[START Document section]

Only a couple of weeks before Christmas in 2010, a series of robberies hit Detroit, other parts of Michigan, and neighboring Ohio. They lasted for over a year. In total, six different Radio Shack electronics and T-Mobile stores were robbed at gunpoint. The suspects filled plaid laundry bags with smartphones, and made off with them.
According to the FBI, Timothy Ivory Carpenter and Timothy Sanders, two 29-year-olds from Detroit, orchestrated the robberies. Carpenter planned them, brought the guns, and waited for his accomplices in a stolen car across the street. Both men were eventually convicted. Carpenter was sentenced to 116 years in prison. He later appealed the case, arguing that cellphone location data included as evidence should be thrown out, because it was obtained without a warrant.
Carpenter’s lawyers say that prosecutors obtained 127 days’ worth of cellphone location records from Metro PCS, which placed his phone at over 12,000 different locations. The records contained an enormous amount of personal information. Law enforcement could tell on which Sundays he attended church, and even when Carpenter didn’t spend a night at his own home. Last year, the Sixth US Circuit Court of Appeals upheld the lower court’s ruling. Now, Carpenter’s case is going to the Supreme Court.
On Wednesday, the Supreme Court will hear arguments about whether law enforcement violated the Fourth Amendment in prosecuting the case, which protects against unreasonable search and seizure. Carpenter v. United States could potentially transform electronic privacy protections in the US, either greatly weakening them, or ensuring they are more robust than ever.
The Fourth Amendment was written in the 1700s, and doesn’t yet account for a world in which we carry around devices that constantly monitor our movements and contain all of our communications. Carpenter v. United States will decide whether the government has the right to compel mobile providers and technology companies to hand over that information without a warrant. The court’s decision may affect more than just cell phone location data, as it could also impact whether the government can obtain emails and text messages.

[END Document section]
[START Supplied records]

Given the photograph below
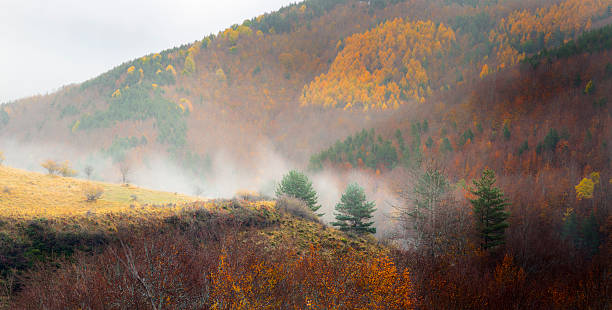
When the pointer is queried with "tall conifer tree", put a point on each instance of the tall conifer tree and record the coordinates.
(354, 211)
(489, 210)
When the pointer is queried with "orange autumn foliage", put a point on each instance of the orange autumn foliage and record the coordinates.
(382, 68)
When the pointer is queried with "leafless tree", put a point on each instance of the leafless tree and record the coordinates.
(124, 170)
(88, 171)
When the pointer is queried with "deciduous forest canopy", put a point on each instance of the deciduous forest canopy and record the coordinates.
(463, 147)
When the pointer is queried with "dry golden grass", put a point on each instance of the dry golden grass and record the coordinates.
(26, 195)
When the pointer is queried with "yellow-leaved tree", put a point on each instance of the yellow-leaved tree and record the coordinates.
(586, 187)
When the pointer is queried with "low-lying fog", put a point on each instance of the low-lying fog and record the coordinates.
(226, 177)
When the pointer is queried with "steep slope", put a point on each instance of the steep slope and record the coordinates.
(246, 84)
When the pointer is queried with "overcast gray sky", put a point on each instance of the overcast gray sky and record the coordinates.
(45, 44)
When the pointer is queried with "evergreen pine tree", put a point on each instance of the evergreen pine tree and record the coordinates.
(296, 184)
(354, 210)
(489, 210)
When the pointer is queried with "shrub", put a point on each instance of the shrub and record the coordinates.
(93, 192)
(66, 171)
(63, 169)
(295, 207)
(297, 184)
(51, 166)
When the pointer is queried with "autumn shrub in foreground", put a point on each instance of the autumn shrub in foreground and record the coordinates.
(222, 268)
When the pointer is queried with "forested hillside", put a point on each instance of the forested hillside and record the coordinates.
(426, 99)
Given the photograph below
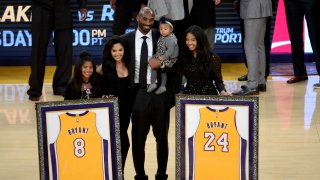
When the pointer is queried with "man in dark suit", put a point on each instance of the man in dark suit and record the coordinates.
(295, 11)
(267, 42)
(52, 16)
(149, 109)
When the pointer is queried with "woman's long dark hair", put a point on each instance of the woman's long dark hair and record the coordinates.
(77, 74)
(204, 53)
(109, 63)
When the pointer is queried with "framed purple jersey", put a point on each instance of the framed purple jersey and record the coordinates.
(220, 133)
(79, 139)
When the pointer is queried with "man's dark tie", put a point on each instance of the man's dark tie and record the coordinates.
(143, 63)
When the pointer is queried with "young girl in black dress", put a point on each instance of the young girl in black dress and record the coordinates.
(115, 63)
(86, 82)
(199, 66)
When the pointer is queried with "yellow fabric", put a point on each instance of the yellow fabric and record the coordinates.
(79, 148)
(217, 146)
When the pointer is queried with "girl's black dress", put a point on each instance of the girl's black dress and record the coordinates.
(199, 84)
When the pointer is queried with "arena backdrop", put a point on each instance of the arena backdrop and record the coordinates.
(16, 17)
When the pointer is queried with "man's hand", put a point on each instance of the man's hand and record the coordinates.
(154, 63)
(83, 12)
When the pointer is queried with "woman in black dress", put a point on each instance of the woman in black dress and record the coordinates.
(115, 62)
(86, 82)
(199, 66)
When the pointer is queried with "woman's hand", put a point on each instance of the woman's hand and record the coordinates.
(225, 93)
(154, 63)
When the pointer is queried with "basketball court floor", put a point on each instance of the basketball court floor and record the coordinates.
(289, 128)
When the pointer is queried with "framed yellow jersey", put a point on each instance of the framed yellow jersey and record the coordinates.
(216, 137)
(79, 139)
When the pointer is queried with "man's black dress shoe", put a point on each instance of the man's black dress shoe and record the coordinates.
(296, 79)
(262, 87)
(245, 91)
(243, 78)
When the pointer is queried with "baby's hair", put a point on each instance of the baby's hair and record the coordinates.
(85, 55)
(165, 20)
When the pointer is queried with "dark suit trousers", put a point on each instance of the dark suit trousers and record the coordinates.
(295, 11)
(267, 44)
(42, 27)
(150, 110)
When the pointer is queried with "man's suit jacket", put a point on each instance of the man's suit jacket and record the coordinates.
(173, 9)
(203, 13)
(61, 10)
(255, 8)
(130, 48)
(130, 40)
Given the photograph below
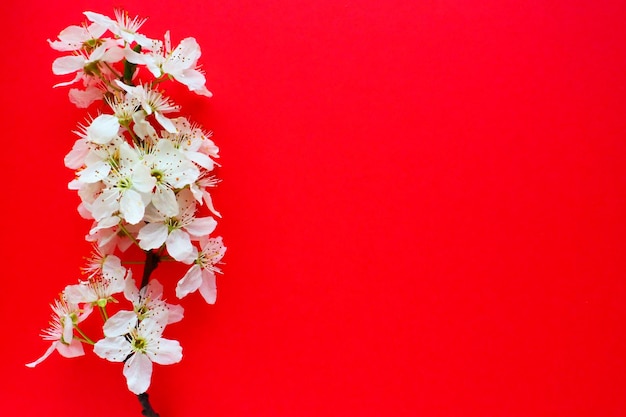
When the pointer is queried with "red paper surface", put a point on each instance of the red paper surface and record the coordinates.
(423, 204)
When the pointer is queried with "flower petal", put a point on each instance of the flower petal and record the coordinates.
(179, 245)
(48, 352)
(152, 236)
(165, 352)
(138, 371)
(190, 282)
(120, 323)
(208, 288)
(72, 350)
(114, 349)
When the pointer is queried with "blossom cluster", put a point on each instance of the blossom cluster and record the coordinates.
(143, 173)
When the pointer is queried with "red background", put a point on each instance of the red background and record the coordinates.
(423, 204)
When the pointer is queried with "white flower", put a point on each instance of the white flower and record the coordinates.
(181, 63)
(111, 233)
(84, 64)
(201, 276)
(128, 188)
(172, 170)
(74, 38)
(138, 350)
(61, 331)
(147, 303)
(175, 232)
(201, 194)
(152, 101)
(123, 26)
(106, 277)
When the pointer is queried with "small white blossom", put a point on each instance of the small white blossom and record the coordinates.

[END Supplied records]

**Problems to solve**.
#1 Answer these questions from the article on the Carpenter case:
(a) How many years in prison was Carpenter sentenced to?
(b) Which company supplied the cellphone location records that prosecutors obtained?
(c) In what century was the Fourth Amendment written?
#2 Which lines of the records contain the string "jersey"? Pick out and copy each of them, treating uppercase and lowercase as different.

**Solutions**.
#1
(a) 116 years
(b) Metro PCS
(c) The 1700s

#2
When the pointer is queried with "framed purple jersey", put a point on each instance of the framed purple jersey and record the coordinates.
When the pointer is queried with "framed yellow jersey", put a point on each instance of the framed yellow jersey and record the coordinates.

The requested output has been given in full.